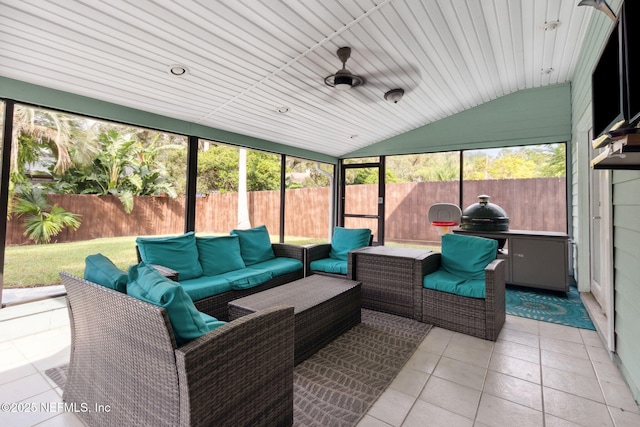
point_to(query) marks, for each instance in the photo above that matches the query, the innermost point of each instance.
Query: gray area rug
(337, 386)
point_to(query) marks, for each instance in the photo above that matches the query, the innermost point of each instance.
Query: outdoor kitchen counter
(537, 259)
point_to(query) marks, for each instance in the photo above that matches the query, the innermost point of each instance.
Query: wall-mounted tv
(631, 49)
(608, 98)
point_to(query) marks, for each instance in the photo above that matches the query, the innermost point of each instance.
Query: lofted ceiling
(247, 59)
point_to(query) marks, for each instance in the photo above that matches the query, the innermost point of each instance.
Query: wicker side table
(388, 279)
(324, 308)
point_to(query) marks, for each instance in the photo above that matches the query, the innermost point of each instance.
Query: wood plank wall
(533, 204)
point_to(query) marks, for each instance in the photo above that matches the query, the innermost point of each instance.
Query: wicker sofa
(124, 358)
(211, 292)
(479, 317)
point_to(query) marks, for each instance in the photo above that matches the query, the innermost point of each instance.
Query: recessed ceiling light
(551, 25)
(178, 70)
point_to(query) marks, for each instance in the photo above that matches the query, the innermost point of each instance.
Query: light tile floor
(536, 374)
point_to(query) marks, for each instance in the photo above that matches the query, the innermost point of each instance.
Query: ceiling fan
(343, 79)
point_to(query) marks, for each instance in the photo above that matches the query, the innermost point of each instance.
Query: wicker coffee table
(324, 307)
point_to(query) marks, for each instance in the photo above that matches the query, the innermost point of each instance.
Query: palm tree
(42, 221)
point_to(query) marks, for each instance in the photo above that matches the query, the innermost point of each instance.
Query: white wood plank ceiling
(247, 58)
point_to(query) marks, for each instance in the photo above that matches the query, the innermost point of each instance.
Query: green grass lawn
(39, 265)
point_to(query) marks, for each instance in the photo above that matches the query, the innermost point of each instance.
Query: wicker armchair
(479, 317)
(321, 252)
(124, 358)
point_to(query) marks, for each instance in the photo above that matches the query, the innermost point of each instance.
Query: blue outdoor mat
(548, 306)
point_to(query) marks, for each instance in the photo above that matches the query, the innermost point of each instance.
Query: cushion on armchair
(146, 284)
(101, 270)
(347, 239)
(179, 253)
(255, 244)
(219, 255)
(467, 256)
(443, 281)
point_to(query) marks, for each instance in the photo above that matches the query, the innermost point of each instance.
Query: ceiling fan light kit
(343, 79)
(394, 95)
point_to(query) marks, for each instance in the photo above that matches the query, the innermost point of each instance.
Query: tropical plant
(42, 221)
(123, 167)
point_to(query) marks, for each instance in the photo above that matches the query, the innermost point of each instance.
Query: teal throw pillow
(179, 253)
(347, 239)
(255, 245)
(146, 284)
(219, 254)
(101, 270)
(467, 256)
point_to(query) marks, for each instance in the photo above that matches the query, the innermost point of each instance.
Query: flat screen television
(606, 86)
(631, 49)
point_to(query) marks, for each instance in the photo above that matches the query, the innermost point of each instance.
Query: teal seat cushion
(329, 265)
(246, 278)
(219, 255)
(347, 239)
(255, 245)
(467, 256)
(443, 281)
(146, 284)
(179, 253)
(101, 270)
(205, 286)
(280, 266)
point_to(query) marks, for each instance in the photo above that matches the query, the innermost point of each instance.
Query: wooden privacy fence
(531, 204)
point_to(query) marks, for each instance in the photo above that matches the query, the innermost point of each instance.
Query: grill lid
(484, 216)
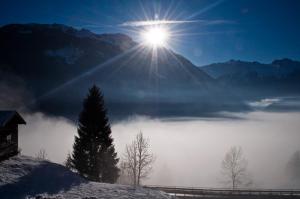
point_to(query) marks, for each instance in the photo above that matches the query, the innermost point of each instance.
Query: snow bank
(26, 177)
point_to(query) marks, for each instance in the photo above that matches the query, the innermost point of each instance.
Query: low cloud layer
(189, 151)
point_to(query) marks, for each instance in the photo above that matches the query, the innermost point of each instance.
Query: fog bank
(189, 150)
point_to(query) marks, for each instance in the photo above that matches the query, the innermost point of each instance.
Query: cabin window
(8, 138)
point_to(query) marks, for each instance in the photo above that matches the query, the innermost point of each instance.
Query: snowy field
(26, 177)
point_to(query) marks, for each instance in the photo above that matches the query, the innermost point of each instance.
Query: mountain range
(56, 64)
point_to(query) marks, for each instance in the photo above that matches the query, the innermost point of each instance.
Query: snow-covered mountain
(281, 77)
(278, 68)
(135, 79)
(27, 177)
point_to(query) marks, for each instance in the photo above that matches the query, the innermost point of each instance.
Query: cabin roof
(7, 116)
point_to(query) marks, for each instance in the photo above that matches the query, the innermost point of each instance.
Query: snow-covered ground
(27, 177)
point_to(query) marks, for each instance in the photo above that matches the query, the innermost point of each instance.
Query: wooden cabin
(9, 121)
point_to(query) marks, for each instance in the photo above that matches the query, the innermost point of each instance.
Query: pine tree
(94, 155)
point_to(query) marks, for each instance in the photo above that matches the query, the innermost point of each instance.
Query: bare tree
(234, 168)
(41, 155)
(138, 160)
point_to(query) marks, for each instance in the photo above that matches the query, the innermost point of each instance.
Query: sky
(213, 31)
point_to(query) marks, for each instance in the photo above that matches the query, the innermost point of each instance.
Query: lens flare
(155, 36)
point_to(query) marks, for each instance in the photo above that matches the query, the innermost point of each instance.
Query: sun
(155, 36)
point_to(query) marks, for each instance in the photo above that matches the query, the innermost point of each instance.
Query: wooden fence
(212, 193)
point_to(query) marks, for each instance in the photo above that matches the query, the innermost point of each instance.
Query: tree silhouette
(94, 155)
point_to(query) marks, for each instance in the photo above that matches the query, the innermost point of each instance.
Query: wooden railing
(187, 192)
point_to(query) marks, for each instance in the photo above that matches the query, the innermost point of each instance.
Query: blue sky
(252, 30)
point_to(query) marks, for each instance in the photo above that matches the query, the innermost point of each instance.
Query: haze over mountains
(64, 61)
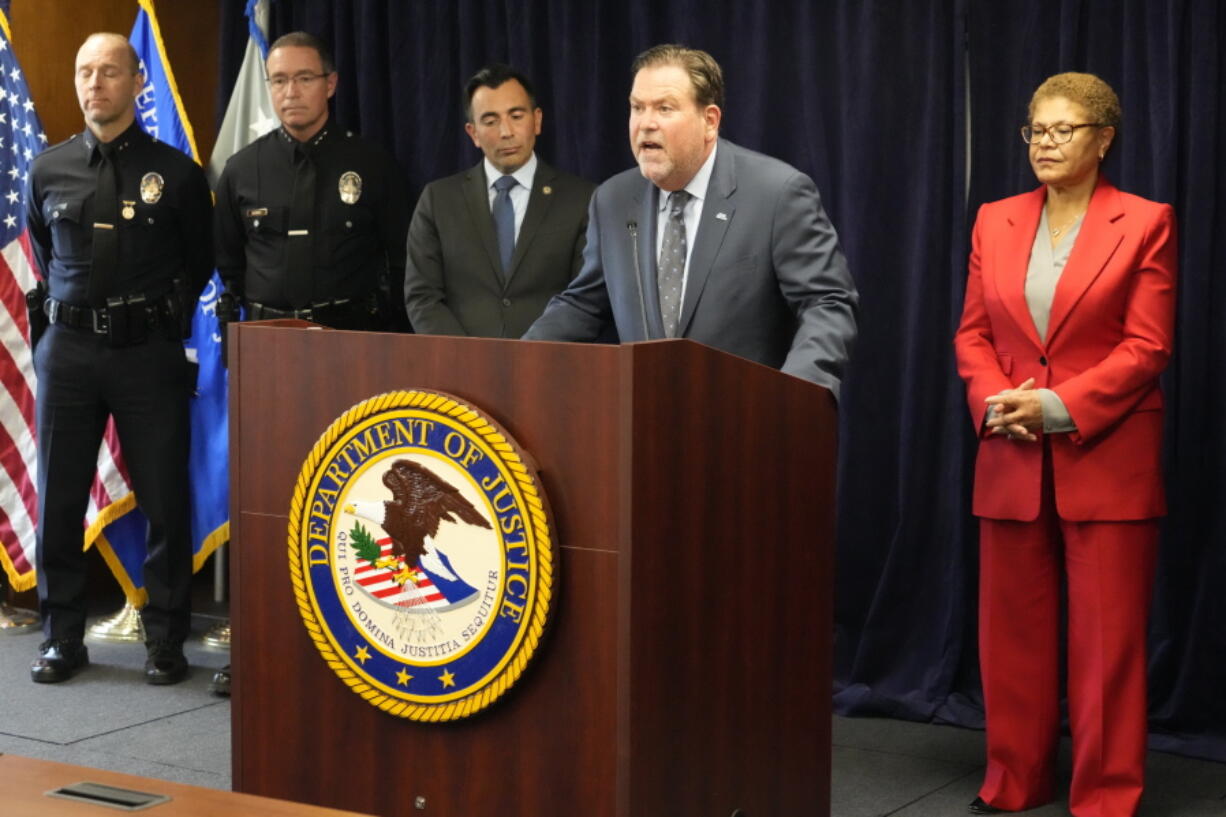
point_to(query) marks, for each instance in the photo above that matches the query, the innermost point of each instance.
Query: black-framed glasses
(304, 80)
(1062, 131)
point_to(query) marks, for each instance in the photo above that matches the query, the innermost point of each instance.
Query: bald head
(112, 41)
(107, 80)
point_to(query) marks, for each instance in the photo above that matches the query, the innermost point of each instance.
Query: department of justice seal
(422, 555)
(151, 188)
(350, 187)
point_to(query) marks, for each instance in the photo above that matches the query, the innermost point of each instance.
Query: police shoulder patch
(422, 555)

☆ ☆ ☆ ☆

Without including any pictures, repeat the records above exactly.

point_to(query) marks, for each instance in the photo above that matches the query, the innermost point of each instance.
Query: gray area rug
(337, 386)
point_to(query) marks, for each instance in the photo above that matches the query, the innermost point of each instance.
Query: outdoor kitchen counter
(537, 259)
point_to(query) marks, for each instance in the photo above that matches the query, the innermost point of each instance.
Query: wall-mounted tv
(631, 49)
(608, 98)
point_to(query) marks, for each instance in the photo above that matches the query, the innermost point of each instance.
Query: lofted ceiling
(247, 59)
point_to(query) marks, for each instance in the photo above that matches the query, the innermost point of each instance.
Query: wicker side table
(388, 279)
(324, 308)
point_to(query) marks, for each instance in the photo above that matches the query, the innermost point of each instance.
Query: wood plank wall
(533, 204)
point_to(query) marks, for each instance in the photo above that matches the query, the innermost point of each instance.
Query: wicker sofa
(124, 358)
(211, 292)
(479, 317)
point_to(query) marks, for each instance in the photo above that matches the query, the innermost point of each instance.
Query: recessed ceiling light
(551, 25)
(178, 70)
point_to(query) marks, for each instance in the photo above that matches the query, the innermost point of each instance.
Query: light tile floor
(536, 374)
point_to(query) marks, for each instance in the photo above that matches the query, the innermost point of each instance.
Query: ceiling fan
(343, 79)
point_to(query) marks, for each instance in the photo above that matches the query, the innermost point of each instance.
Query: wicker coffee table
(324, 307)
point_to(query) marks, for each instance in the photo above that matches the query, the innermost point of each instance.
Query: palm tree
(42, 221)
point_to(query) marks, for each instance in the photo above that matches the query, the innermost point of each instance.
Query: white wood plank ceiling
(247, 58)
point_to(query) marks, for each instance in the photo above that matches the query, the innermost point of each instance.
Query: green grass lawn
(39, 265)
point_to(query) marks, for each instance in the photo above that matches the query, the innermost point of each instance.
Query: wicker armchair
(479, 317)
(321, 252)
(124, 358)
point_to(query) marks, for each instance in the photo above that matches the query, the innermost point of each instance.
Query: blue outdoor mat
(548, 306)
point_to(query) marks, for each instance in the photo above that matches the query, the innermost point of each instance.
Query: cushion on armchair
(146, 284)
(101, 270)
(347, 239)
(179, 253)
(255, 244)
(219, 255)
(467, 256)
(443, 281)
point_to(query) marks, for each instance in the photo above that matches the query, the innermost point of each instance.
Query: ceiling fan light kit
(343, 79)
(394, 95)
point_to(query) marks, for each instance in the photo above that matches the query, the innermost point of each instance.
Query: tropical plant
(42, 221)
(123, 167)
point_to(query) marks, for each instance in the photo above that matches the query, the innermost point of each instance.
Query: teal throw pillow
(179, 253)
(347, 239)
(255, 245)
(146, 284)
(219, 254)
(101, 270)
(467, 256)
point_to(query) marks, for each instance in the photo above that matches the query, the innermost point of each instance.
Query: flat screen television
(606, 86)
(631, 49)
point_to(query) marks, for each instance in the photo above that matches the query, the innermost point of each instance.
Query: teal seat cushion
(329, 265)
(246, 278)
(219, 255)
(347, 239)
(255, 245)
(467, 256)
(443, 281)
(146, 284)
(179, 253)
(101, 270)
(205, 286)
(280, 266)
point_to(query) marks, for each instance in the photo above that matches the query, the innermost point of each instance.
Query: wooden privacy fence
(531, 204)
point_to(query) marks, for each instance in the photo above that matches the query, the innermost point of each instance.
Query: grill lid
(484, 216)
point_to(query) marks, for each instance in the photo above that matches the query, the innermost point of each instance.
Query: snow bank
(26, 177)
point_to(query) marks, for each instance in the photo above that matches the query, the innermost point of each instance.
Query: low cloud layer
(189, 151)
point_to(query) marks, for each instance in the photo above that matches the query, the innermost point of each instance.
Query: fog bank
(189, 150)
point_to(query) marks, for each instance in the photo above that matches the query, the innermost point of each instance.
Query: cabin window
(8, 138)
point_to(query) marks, for each instance in the photo above that matches the query, the innermost point of each instance.
Query: snowy field
(26, 177)
point_to(query) marks, for each instance in the photo above that matches the query, the innermost point of each instance.
Query: mountain range
(56, 64)
point_to(query) marks, for each instance in the photo above that matches the query, the innermost point of each instance.
Query: snow-covered mountain
(281, 77)
(278, 68)
(135, 79)
(27, 177)
point_to(query) marks, for each instance in the photo above that matches the query, the innermost point of each instance.
Query: cabin roof
(7, 116)
point_to(query) marks, for each instance in the photo above that matches the query, the innermost point of each instance.
Query: snow-covered ground
(27, 177)
point_to(query) marks, for each instance in the photo above that matches the query, the innermost point of each instance.
Query: wooden cabin
(9, 121)
point_to(query) marks, for each instance in the photo above that matches the query, the innermost point of each instance.
Query: pine tree
(94, 155)
point_to(query) marks, for each instance in the photo above that matches the query, the innermost point of each instance.
Query: bare tree
(234, 168)
(41, 155)
(138, 160)
point_to(query) marks, for each instance in the photo above that matches the query, the innermost point of each instance.
Query: sky
(213, 31)
point_to(query) marks, for each instance in the photo above that matches the query, the innermost point of each instance.
Query: lens flare
(155, 36)
point_to(query) marks, for each instance in the photo above that matches the query, the innermost point of each instance.
Query: sun
(155, 36)
point_to(query) marks, for each instance in the photo above that matches the query, the innermost point of each instance.
Query: wooden fence
(212, 193)
point_to(query) marks, for each instance in the photo above that matches the query, the innermost point of each instance.
Query: tree silhouette
(94, 155)
point_to(query) marks, for each instance in the photo above that matches the query, the innermost point of each instance.
Query: wooden railing
(187, 192)
point_to(query) marks, for each instance in the photo above that matches the query, the innermost point of each instance.
Query: blue sky
(252, 30)
point_to(query) marks, for each instance in the photo above that matches the query, the innermost point of each instance.
Query: haze over mountains
(64, 61)
point_to(query) marks, for each instance in the photo above that matches the query, the innermost point of each instance.
Query: black-framed glasses
(304, 80)
(1062, 131)
point_to(query) marks, for each instance in the photo above that matches the query, the innermost point of each instance.
Query: bald head
(112, 41)
(107, 80)
point_to(query) marks, for each instance in the photo above that matches the query, the innermost point of each instance.
Query: department of justice seal
(422, 555)
(151, 188)
(350, 187)
point_to(query) marks, for each instance in the photo above that matches the query, the innermost point of each instance.
Query: police shoulder patch
(422, 555)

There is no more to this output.